TASK DESCRIPTION — Within the listing below, how many lines hold the string "child"? Only the number is wanted.

----

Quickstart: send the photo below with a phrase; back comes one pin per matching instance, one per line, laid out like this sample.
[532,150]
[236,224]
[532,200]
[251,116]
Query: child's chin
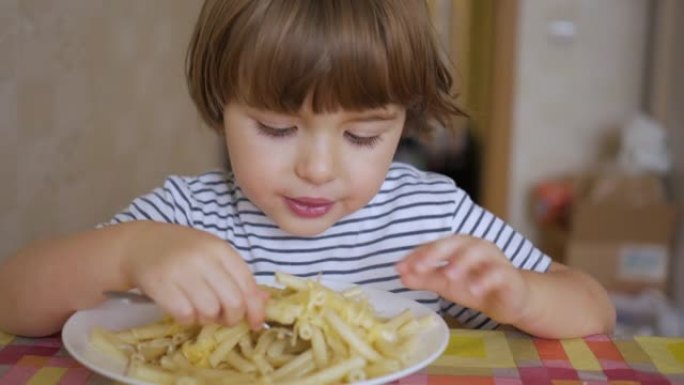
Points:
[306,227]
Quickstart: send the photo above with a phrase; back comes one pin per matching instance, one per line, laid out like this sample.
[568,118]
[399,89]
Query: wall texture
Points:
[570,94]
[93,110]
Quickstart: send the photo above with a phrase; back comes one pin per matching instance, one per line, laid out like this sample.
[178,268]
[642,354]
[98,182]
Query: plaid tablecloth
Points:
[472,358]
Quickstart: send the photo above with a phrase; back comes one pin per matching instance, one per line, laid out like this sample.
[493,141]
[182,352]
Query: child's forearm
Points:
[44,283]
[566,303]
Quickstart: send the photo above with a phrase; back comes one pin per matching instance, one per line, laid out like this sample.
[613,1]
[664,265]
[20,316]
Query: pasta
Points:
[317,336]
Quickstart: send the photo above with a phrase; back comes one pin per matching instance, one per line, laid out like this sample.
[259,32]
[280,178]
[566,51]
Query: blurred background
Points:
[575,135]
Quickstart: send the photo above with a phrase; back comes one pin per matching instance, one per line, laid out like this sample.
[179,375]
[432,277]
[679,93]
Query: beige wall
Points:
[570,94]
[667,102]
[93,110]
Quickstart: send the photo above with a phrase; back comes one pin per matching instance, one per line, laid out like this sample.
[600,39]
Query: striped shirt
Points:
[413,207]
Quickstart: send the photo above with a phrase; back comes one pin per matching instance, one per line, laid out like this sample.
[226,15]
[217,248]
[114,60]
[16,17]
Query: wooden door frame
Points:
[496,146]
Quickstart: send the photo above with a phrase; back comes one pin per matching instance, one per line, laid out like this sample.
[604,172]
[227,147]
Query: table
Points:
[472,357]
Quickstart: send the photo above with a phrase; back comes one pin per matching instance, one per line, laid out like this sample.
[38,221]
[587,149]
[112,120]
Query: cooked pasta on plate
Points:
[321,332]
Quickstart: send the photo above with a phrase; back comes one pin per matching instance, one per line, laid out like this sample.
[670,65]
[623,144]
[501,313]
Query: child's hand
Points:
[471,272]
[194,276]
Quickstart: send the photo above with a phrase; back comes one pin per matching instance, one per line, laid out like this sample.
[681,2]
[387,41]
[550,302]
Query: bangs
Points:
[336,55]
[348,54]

----

RESPONSE — 3